[WHAT THE TASK ASKS]
Please retype every entry as written, and keep the pictures out.

Records from a data source:

────────

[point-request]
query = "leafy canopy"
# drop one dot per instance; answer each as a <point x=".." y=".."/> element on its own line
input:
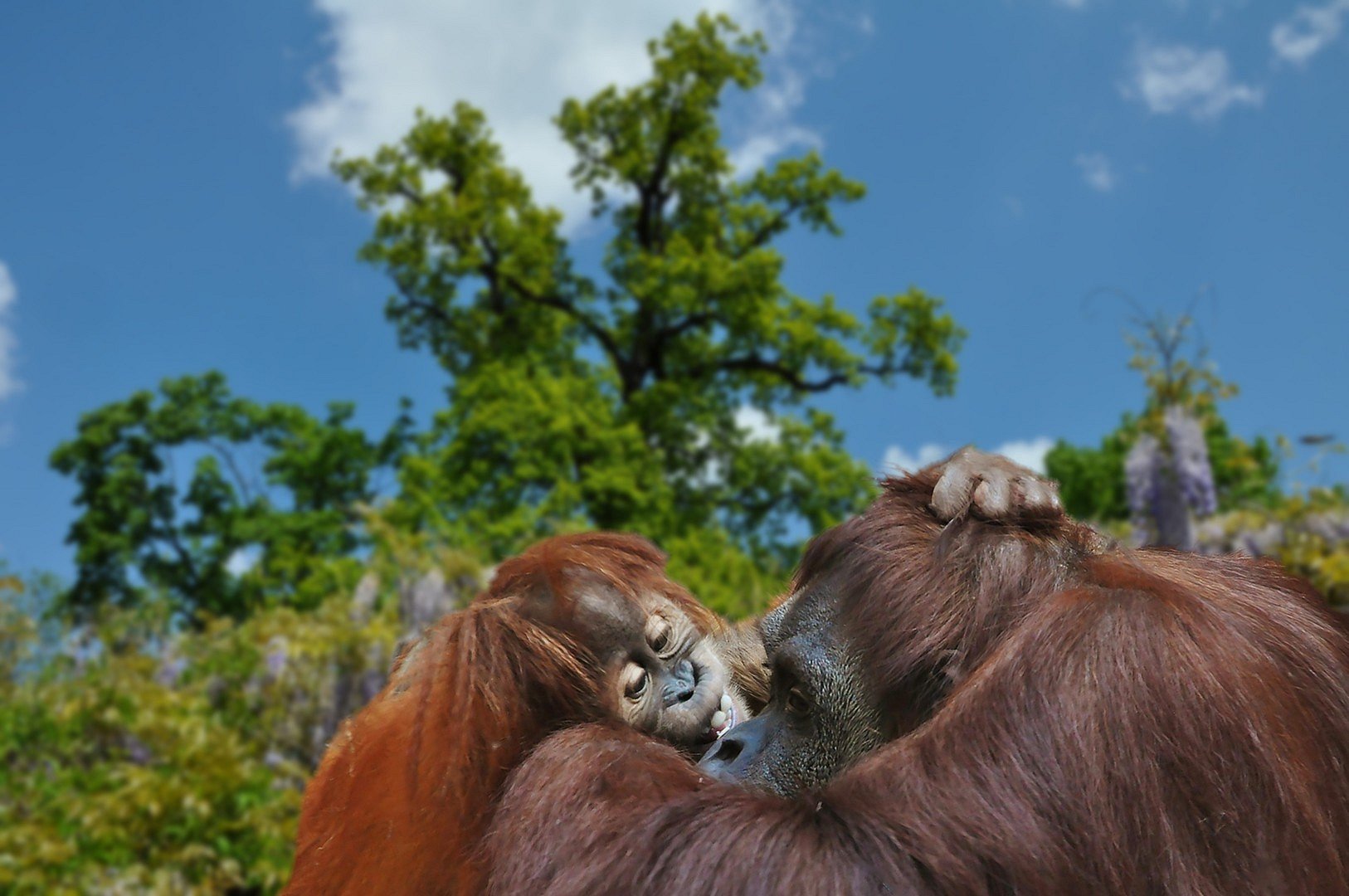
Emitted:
<point x="149" y="527"/>
<point x="620" y="397"/>
<point x="664" y="392"/>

────────

[EXERCISE RESULT]
[point-request]
query = "leafy canopy"
# drop one dot per instance; answer each as a <point x=".." y=".."/> element on its own line
input:
Emitted:
<point x="149" y="527"/>
<point x="620" y="397"/>
<point x="664" y="392"/>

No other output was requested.